SET PROBLEM 1 » Substitute "stream" for "river" in the records, from their start through the line containing "119), (210, 119)]", inclusive, and give those lines again with nothing else changed.

PAGE »
Sugar Bear was the sleepy-eyed, mellow-as-fuck, anthropomorphic Super Sugar Crisp Mascot, with the voice of a crooner, and a Vitamin Packed Punch (what, sugar is a vitamin right?).  The only problem was that this smooth “Dean Martin-esque” voiced badass also had access to some fine ass cereal which contained 8 vitamins (8 is almost 10, which is more than most kids can count- that must be a lot of vitamins). The original bear was designed by Robert “Bob” Irwin, a graphic designer for Post Cereal.

If anyone fucked with the bear over his cereal (and really why would you fuck with a bear wearing a shirt and eating cereal?) he would pop one crisp in his mouth, and transform into “Super Bear”.  The cereal had the same effect on Sugar Bear as a steroid shot to Lance Armstrong – or can of Spinach to Popeye.  He would then not only proceed to brutally kick the shit out of you, he would do so while singing a catchy song about it.  Observe:

Having the word “Sugar” in a cereal now is of course verboten, it’s currently called Golden Crisp, even though Consumer reports says that a small bowl of this cereal has as much sugar as a Dunkin Donut.

 

  • 2     Mr.T.

Mr.T would pitty the fool who didn’t put him on the Complex list.  His cereal is crispy sweet, and is shaped like the letter T.  Pee Wee Herman eats it in that one movie, and fuck man, it’s Mr. T.  You couldn’t find a more badass than Mr. T.  He played a character on THE A TEAM called B.A. Baracus, what do you think the motha fucking B.A. stood for?   (Guessed ‘Bad Attitude?’? guess again).   He was the first mainstream actor to rock a Mohawk, and he pittied fools.

DATA TO PROCESS »
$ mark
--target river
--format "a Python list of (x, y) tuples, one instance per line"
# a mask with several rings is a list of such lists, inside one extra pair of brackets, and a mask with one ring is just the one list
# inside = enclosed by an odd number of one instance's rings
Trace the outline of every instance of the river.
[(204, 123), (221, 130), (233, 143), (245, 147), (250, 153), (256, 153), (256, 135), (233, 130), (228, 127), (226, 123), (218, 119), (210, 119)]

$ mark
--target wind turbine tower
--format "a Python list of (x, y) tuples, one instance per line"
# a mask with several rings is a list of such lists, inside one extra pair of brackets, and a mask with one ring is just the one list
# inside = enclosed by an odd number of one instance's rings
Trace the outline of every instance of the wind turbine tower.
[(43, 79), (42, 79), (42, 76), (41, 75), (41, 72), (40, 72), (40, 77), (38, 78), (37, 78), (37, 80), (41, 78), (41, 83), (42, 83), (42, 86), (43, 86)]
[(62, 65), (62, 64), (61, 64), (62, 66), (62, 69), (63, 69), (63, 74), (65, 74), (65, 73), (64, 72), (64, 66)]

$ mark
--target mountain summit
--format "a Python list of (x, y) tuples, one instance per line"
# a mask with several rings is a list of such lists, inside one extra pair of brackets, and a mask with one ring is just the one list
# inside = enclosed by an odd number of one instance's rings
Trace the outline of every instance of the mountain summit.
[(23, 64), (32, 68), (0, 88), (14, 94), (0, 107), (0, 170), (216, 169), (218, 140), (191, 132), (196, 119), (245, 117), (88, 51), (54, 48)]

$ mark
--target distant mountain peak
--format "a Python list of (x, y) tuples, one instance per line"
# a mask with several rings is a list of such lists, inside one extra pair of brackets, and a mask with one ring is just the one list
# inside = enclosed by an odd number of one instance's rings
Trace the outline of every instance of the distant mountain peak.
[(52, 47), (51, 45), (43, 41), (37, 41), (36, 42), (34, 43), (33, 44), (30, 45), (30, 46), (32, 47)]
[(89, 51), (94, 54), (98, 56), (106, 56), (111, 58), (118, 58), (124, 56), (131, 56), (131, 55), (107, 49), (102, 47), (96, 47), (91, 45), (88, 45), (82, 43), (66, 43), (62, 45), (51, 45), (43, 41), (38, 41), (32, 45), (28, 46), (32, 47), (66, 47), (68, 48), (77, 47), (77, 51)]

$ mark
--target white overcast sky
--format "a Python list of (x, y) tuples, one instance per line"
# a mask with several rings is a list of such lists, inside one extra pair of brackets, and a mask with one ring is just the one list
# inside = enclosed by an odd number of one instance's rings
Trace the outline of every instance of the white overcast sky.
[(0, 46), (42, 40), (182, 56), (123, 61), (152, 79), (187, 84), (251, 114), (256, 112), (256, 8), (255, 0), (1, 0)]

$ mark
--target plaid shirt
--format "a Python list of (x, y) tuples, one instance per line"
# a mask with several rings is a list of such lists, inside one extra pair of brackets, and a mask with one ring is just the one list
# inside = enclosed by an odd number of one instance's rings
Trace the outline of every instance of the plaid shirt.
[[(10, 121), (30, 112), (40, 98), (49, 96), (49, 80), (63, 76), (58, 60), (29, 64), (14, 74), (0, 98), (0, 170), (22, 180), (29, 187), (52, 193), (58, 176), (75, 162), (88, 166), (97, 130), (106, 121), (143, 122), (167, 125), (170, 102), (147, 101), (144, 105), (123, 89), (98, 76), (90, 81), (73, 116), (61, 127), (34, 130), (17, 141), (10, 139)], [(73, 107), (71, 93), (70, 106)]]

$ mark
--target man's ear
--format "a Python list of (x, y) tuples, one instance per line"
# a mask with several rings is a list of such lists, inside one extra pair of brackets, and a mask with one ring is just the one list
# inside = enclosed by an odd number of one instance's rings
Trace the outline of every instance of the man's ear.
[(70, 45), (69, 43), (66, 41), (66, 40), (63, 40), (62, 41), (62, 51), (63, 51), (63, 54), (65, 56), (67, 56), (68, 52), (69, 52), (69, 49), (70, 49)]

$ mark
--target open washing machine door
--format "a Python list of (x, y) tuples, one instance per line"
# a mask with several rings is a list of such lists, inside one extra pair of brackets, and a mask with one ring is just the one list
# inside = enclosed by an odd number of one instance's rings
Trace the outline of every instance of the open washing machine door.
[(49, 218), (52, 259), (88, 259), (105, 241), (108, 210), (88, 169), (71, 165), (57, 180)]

SET PROBLEM 2 » Reproduce the passage on cereal mascots verbatim between "Sugar Bear was" and "for Post Cereal.", inclusive.

TASK OUTPUT 1 »
$ mark
--target stream
--format "a Python list of (x, y) tuples, one instance per line"
# a mask with several rings is a list of such lists, inside one extra pair of brackets, and a mask with one ring is just the one list
# inside = enclosed by an odd number of one instance's rings
Trace the outline of every instance of the stream.
[(204, 123), (221, 130), (233, 143), (245, 147), (250, 153), (256, 153), (256, 135), (233, 130), (228, 127), (226, 123), (218, 119), (210, 119)]

TASK OUTPUT 2 »
Sugar Bear was the sleepy-eyed, mellow-as-fuck, anthropomorphic Super Sugar Crisp Mascot, with the voice of a crooner, and a Vitamin Packed Punch (what, sugar is a vitamin right?).  The only problem was that this smooth “Dean Martin-esque” voiced badass also had access to some fine ass cereal which contained 8 vitamins (8 is almost 10, which is more than most kids can count- that must be a lot of vitamins). The original bear was designed by Robert “Bob” Irwin, a graphic designer for Post Cereal.